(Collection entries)
/---
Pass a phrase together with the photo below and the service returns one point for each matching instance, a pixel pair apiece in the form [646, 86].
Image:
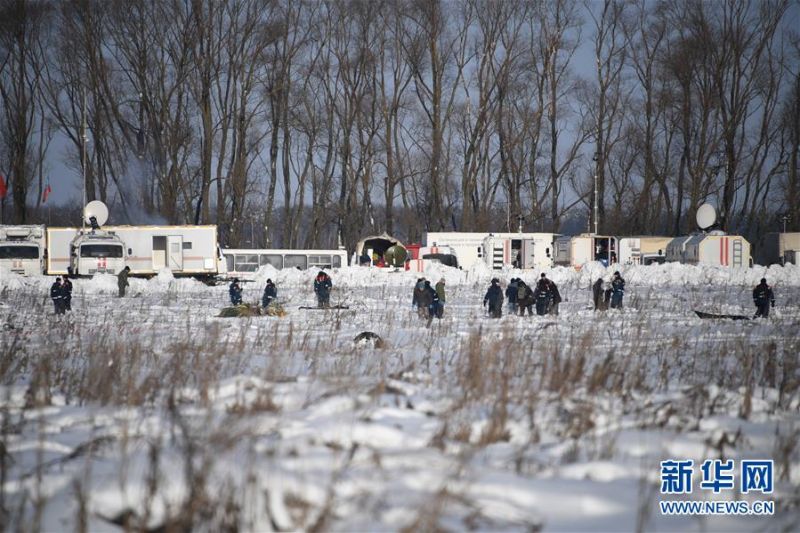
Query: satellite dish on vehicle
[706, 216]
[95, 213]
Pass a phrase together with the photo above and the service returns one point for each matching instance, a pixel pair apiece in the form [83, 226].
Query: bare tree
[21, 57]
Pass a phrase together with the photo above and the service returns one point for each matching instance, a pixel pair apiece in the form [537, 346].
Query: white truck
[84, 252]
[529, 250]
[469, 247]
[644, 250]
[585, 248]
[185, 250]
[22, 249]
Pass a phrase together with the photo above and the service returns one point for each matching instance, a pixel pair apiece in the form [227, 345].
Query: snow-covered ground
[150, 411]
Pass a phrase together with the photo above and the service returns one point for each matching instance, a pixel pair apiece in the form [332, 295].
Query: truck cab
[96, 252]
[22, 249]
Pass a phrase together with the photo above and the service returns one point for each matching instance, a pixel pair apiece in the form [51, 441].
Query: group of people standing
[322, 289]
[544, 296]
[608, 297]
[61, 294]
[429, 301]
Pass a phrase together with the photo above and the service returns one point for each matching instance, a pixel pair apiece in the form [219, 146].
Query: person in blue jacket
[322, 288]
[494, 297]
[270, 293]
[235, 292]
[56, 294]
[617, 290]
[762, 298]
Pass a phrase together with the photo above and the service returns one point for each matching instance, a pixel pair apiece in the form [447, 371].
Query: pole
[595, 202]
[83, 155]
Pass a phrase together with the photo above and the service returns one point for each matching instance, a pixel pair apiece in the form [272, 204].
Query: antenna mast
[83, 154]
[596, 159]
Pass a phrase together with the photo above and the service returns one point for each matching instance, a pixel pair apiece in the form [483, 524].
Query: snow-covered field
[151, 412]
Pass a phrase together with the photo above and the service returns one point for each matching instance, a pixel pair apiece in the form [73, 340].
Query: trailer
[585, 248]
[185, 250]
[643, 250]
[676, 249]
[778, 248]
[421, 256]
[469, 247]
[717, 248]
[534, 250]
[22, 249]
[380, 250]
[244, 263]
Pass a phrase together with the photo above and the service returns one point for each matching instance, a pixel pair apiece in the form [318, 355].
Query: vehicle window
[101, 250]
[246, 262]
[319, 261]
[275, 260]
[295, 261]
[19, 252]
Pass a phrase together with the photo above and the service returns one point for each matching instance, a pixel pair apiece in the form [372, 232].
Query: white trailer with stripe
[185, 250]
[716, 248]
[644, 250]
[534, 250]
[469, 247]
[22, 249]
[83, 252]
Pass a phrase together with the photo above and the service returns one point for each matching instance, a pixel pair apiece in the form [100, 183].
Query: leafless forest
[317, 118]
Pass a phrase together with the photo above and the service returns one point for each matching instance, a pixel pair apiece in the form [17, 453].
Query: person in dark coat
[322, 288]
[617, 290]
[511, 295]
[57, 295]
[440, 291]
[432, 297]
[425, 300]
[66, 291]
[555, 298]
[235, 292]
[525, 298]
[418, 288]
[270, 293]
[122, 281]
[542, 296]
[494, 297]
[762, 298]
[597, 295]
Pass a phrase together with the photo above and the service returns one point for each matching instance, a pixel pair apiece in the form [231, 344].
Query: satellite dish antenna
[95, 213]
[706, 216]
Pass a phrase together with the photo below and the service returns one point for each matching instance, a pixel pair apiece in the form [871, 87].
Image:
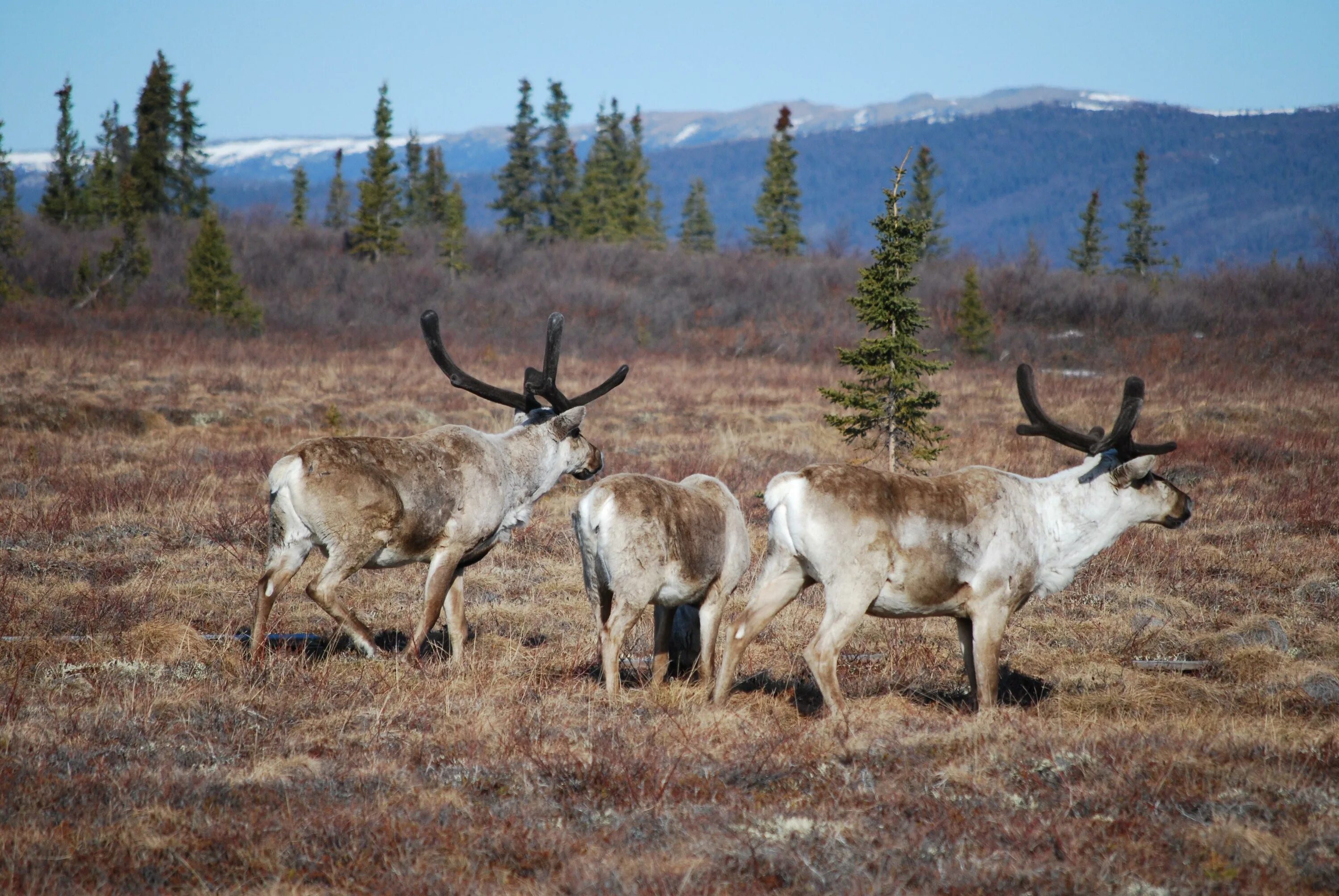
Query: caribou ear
\---
--- Task statement ---
Isolate the lines above that contain the word "below" and copy them.

--- Final answer ---
Pass a phrase together with the photo below and the service returns one point for each matching instance, a pixel pair apiece in the form [646, 86].
Pass a phrase together with the photo below and the service returns one point for each matching instance, a pixel pair apiece in the form [871, 87].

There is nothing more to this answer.